**WHAT YOU HAVE TO DO**
Can you return the records below exactly as they stand, but only from the first line through the one with "box: [285, 215, 557, 374]"?

[Dataset items]
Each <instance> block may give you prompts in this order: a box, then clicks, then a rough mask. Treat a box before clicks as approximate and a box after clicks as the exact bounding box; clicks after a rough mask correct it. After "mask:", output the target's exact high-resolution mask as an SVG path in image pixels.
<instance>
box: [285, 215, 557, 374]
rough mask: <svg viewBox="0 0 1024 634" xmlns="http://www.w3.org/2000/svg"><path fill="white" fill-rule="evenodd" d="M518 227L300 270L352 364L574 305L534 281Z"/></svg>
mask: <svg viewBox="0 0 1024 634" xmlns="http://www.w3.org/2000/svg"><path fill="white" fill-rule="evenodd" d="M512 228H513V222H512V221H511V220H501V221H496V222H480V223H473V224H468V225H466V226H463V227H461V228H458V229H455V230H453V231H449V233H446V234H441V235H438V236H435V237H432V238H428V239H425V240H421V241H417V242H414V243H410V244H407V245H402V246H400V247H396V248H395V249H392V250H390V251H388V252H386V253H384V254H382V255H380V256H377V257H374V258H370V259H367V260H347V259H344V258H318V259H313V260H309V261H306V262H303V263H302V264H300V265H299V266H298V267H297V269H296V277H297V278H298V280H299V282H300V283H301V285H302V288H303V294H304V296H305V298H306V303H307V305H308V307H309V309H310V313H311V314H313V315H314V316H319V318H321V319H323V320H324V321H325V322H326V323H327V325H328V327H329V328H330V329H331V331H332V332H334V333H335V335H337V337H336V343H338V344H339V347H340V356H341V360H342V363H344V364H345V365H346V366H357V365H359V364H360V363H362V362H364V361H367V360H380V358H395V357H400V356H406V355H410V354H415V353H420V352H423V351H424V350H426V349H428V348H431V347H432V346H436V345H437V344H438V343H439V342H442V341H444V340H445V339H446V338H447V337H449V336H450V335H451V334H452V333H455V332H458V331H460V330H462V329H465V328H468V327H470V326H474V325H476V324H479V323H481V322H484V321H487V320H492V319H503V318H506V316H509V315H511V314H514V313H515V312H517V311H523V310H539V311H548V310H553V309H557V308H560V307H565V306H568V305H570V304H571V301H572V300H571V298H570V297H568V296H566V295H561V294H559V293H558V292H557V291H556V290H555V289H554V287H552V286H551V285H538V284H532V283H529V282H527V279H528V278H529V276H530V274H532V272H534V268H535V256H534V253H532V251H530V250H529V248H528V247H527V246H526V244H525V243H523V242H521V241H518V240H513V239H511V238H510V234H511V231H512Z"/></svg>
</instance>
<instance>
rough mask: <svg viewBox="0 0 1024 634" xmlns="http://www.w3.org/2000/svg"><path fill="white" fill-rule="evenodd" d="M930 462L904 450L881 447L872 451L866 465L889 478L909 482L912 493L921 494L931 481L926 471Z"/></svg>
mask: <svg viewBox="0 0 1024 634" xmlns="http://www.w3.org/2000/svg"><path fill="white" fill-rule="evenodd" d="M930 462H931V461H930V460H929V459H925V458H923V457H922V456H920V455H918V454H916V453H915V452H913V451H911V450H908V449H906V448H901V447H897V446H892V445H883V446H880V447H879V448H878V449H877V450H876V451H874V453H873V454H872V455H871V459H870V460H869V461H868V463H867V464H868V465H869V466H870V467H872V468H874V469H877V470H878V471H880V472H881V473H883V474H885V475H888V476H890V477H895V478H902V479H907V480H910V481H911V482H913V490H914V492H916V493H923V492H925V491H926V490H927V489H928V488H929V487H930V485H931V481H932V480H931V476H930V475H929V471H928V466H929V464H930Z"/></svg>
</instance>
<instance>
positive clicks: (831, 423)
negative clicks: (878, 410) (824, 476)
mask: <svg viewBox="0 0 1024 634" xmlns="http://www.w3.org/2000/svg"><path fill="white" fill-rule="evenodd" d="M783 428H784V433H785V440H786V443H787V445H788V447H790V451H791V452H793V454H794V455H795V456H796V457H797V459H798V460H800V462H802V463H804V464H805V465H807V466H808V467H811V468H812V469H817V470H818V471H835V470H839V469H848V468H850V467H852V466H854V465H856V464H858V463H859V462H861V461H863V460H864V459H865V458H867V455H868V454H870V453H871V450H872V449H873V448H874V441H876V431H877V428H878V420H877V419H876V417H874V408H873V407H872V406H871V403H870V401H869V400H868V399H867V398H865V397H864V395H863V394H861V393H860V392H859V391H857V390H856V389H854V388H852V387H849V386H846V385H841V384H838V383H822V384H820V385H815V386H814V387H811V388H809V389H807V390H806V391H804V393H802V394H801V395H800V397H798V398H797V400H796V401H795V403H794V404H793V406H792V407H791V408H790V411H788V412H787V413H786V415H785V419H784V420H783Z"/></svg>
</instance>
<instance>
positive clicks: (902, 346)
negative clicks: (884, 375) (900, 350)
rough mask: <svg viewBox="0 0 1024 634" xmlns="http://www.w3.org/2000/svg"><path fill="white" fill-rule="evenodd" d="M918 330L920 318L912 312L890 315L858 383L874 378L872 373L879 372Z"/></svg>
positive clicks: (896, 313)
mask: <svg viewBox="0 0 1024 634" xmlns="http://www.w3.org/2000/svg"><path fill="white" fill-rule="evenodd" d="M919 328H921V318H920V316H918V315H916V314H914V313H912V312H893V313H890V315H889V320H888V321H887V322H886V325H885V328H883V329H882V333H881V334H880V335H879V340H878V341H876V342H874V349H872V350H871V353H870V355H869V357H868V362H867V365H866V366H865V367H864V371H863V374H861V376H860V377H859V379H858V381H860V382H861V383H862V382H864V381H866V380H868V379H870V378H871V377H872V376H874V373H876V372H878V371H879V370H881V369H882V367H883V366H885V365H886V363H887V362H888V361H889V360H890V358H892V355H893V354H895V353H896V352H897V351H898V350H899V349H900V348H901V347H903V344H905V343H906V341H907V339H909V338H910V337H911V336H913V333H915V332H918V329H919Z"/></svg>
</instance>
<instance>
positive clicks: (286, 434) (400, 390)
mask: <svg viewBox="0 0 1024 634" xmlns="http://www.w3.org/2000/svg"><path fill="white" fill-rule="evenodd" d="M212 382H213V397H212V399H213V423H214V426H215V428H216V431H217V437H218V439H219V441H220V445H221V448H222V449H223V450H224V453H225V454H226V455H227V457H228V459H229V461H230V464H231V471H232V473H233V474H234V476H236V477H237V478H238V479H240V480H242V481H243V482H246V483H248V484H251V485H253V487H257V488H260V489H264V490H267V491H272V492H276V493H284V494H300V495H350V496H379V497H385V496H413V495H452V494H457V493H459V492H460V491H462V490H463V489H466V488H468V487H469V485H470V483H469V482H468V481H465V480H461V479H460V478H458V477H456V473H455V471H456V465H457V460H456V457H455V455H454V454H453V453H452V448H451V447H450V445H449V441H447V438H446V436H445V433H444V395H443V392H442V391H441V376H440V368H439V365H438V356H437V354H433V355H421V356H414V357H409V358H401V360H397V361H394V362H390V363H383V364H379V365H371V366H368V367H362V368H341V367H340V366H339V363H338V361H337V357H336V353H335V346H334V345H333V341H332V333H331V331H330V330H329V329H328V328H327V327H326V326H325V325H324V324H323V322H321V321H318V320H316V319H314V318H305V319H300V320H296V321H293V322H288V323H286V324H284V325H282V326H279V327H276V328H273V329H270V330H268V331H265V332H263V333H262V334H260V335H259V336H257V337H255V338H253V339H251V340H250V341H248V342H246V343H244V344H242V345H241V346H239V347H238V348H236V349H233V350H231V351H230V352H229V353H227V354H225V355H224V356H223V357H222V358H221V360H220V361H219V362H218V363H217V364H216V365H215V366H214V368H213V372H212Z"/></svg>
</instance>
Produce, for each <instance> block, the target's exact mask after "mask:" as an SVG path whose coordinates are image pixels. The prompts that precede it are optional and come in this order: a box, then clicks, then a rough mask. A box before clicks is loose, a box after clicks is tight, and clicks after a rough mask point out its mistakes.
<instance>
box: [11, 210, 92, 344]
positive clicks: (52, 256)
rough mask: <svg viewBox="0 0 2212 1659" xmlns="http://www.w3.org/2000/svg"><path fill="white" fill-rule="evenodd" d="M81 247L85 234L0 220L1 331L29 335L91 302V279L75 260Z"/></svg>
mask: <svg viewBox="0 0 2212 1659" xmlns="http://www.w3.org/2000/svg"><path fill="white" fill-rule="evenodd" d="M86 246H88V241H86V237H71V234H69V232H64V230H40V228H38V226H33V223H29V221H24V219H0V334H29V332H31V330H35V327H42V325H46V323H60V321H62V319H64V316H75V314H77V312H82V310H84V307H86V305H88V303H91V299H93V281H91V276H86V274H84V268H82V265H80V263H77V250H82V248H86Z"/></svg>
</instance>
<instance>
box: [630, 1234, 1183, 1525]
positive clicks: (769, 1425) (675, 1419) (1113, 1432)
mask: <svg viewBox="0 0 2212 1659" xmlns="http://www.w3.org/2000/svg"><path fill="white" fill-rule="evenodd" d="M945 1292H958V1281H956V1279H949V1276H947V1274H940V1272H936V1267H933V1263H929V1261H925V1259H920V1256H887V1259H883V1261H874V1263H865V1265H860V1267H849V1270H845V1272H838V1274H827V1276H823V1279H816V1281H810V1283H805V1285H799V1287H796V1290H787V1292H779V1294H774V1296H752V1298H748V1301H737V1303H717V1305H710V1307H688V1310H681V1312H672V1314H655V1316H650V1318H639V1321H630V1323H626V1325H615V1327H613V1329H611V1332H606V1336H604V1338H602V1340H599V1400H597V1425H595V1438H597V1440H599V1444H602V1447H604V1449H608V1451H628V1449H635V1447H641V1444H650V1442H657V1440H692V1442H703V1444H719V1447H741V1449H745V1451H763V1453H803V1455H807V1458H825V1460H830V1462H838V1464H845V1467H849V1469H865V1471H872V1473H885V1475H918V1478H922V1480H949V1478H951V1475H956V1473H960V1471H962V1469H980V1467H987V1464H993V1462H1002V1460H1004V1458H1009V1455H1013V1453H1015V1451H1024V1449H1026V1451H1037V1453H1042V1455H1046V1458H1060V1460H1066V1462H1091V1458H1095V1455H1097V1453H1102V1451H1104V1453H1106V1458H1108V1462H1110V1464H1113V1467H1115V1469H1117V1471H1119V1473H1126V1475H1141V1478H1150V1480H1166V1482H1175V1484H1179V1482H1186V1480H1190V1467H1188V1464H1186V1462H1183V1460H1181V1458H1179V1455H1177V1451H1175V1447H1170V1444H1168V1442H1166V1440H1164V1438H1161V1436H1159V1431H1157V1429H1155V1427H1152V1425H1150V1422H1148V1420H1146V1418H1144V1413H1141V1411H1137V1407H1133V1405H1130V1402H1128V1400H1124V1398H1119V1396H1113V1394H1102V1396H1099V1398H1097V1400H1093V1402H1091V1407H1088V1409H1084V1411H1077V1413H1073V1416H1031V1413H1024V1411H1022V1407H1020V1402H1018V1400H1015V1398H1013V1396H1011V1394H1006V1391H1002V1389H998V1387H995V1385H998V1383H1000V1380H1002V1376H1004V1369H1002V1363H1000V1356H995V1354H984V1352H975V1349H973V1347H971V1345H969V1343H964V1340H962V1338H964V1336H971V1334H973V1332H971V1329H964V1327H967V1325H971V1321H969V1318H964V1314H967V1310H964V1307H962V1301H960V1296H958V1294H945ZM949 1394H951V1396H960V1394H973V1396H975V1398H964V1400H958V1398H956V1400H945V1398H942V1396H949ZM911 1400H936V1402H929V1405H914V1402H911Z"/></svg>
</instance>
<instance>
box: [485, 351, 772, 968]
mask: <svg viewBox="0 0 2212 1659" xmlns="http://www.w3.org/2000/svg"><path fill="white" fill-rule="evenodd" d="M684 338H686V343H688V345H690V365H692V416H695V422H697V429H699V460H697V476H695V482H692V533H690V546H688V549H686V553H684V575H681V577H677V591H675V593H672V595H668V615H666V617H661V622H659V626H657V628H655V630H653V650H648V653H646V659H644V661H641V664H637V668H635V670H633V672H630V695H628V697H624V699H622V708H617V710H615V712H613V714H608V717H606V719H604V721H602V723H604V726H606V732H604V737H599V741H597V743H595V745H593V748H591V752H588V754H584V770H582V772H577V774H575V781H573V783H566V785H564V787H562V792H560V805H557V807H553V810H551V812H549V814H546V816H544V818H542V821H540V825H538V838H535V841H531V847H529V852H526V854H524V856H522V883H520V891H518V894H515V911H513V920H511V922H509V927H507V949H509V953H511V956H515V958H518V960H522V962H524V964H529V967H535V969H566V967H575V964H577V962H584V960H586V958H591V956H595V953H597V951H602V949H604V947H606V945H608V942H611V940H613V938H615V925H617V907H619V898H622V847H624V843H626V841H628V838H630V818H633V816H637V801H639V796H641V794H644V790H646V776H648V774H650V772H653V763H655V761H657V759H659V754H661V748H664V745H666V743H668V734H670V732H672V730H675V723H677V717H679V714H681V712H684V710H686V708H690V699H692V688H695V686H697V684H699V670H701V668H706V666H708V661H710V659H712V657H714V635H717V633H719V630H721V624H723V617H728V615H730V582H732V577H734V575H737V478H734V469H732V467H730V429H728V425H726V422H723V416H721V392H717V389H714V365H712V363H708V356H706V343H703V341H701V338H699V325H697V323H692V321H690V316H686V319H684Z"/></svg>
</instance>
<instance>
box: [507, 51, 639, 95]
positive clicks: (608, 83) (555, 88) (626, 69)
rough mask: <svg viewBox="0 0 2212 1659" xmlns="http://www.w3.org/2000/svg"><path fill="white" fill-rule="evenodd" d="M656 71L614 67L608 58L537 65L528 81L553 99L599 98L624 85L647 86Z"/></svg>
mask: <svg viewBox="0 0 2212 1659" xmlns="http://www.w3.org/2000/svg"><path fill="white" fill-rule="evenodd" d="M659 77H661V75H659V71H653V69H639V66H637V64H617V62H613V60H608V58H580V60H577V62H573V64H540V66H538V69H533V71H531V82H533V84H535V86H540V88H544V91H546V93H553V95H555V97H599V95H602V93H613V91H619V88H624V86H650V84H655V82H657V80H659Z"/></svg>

**TASK OUTPUT**
Each <instance> block may give you prompts in this order: a box, then clicks, then a rough mask. Treat a box before clicks as approximate and a box after clicks as the exact bounding box; clicks after a rough mask correct it. After "mask:", output the target's exact high-resolution mask as an SVG path in image pixels.
<instance>
box: [285, 215, 557, 374]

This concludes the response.